▶ _TEXT BLOCK_
Elements Creative Masking


Creative Masking

Before you proceed with this creative masking tutorial, you might like to check out your understanding of layers. The blending mode and opacity values change the way in which the pixels in the upper layer control the pixels in the lower layer.

In a similar fashion, masks change the way in which the pixels in the upper layer control the visibility of the pixels in the lower layer.

In this tutorial, we'll look at
  • What is a mask, exactly?
  • Different ways of making a mask.
  • How to use a mask.
  • Saving a mask to use later.
  • Other uses for the masks you might have saved.
I’ll be using Adobe Photoshop Elements 11 with the plugin Elements XXL 2.5 from The Plugin Site (http://www.thepluginsite.com/products/elementsxxl/).

This plugin is fabulous and it allows you to access the powerful parts of the program which Adobe has to have in  place for the software to run but they’ve not given you the dialogue boxes to access them. Some other powerful stuff in there too. It’s worth a look to unleash the potential of Elements. We’ll not need it for the basic stuff in this tutorial. If you own Adobe Photoshop Elements 8 or older,

Elements XXL will allow you to access many aspects of layering and masking which are discussed in this tutorial.

▶ _DATA_

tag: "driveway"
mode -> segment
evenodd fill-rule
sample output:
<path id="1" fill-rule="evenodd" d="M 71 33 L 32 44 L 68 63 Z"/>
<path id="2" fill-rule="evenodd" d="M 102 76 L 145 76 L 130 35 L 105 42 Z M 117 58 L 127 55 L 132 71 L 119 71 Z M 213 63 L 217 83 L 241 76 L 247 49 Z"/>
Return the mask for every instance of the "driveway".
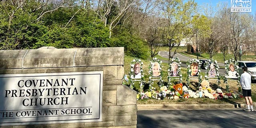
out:
<path id="1" fill-rule="evenodd" d="M 165 58 L 169 58 L 169 52 L 167 51 L 159 51 L 158 55 L 160 56 Z M 178 53 L 176 53 L 174 56 L 174 57 L 178 57 L 180 59 L 181 61 L 187 62 L 188 60 L 190 60 L 193 59 L 192 58 L 184 56 Z M 223 63 L 218 63 L 218 64 L 219 66 L 224 66 L 225 64 Z M 186 64 L 182 64 L 181 66 L 182 67 L 187 67 L 187 65 Z M 201 72 L 205 72 L 205 70 L 204 69 L 201 69 Z M 223 69 L 219 69 L 219 72 L 220 75 L 225 75 L 225 70 Z"/>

▶ _GIVEN INSTRUCTION A_
Decide whether each statement agrees with the masking tutorial, answering yes or no and quoting the words of the tutorial that settle it: (i) The tutorial is done in Adobe Photoshop Elements 11. (ii) The plugin is required for the basic steps of the tutorial. (iii) Masks change how pixels in the upper layer control the visibility of pixels in the lower layer.
▶ _GIVEN INSTRUCTION B_
Resume the masking tutorial, picking up right after its final sentence.
The data above comes from a different source than the masking tutorial.

▶ _TASK RESULT A_
(i) Yes: "I’ll be using Adobe Photoshop Elements 11 with the plugin Elements XXL 2.5"
(ii) No: "We’ll not need it for the basic stuff in this tutorial."
(iii) Yes: "masks change the way in which the pixels in the upper layer control the visibility of the pixels in the lower layer."

▶ _TASK RESULT B_
For this tutorial you'll need ...

  • Adobe Photoshop Elements 9 or later (or an earlier version with access to Elements XXL).
  • Some ready-made masks or something to make them from (details in the tutorial).
  • Opaque or semi-opaque items and a flatbed scanner are useful for mask creation.
  • You can use images with a bit of manipulation; there are sites offering ready-made masks.

A few images which are sympathetic to each other and you’d like to blend together

Imagination

What Is A Mask?


A mask is part of a layer and is made from black and white pixels only.  You append or add a mask to the layer on which it is to operate, just like you'd add an adjustment layer like you’d do in the Layer menu or through the layers dialogue buttons.  An adjustment layer always includes a layer mask.

When you add a mask to a layer the mask is white in colour

The white part of the mask prevents any image information from the bottom layer showing
through into the top layer and the black part of the mask (painted onto the white) allows image information to show through from the lower layer, hence the digital editing rule "white conceals and black reaveals".

So in an image made from two image layers, you'd normally attach the mask to the top layer.
The black part of the mask prevents any image information showing from the top layer, but the
image directly below it in the bottom layer is visible. The white part of the mask shows image
information from the top layer, but the image directly below it in the bottom layer is not visible.

Things become a little more interesting when you paint shades of grey on the mask; the effect is just like setting the opacity of a blend mode to a value less than 100%.

How To Make A Mask

  1. By painting directly onto the mask layer.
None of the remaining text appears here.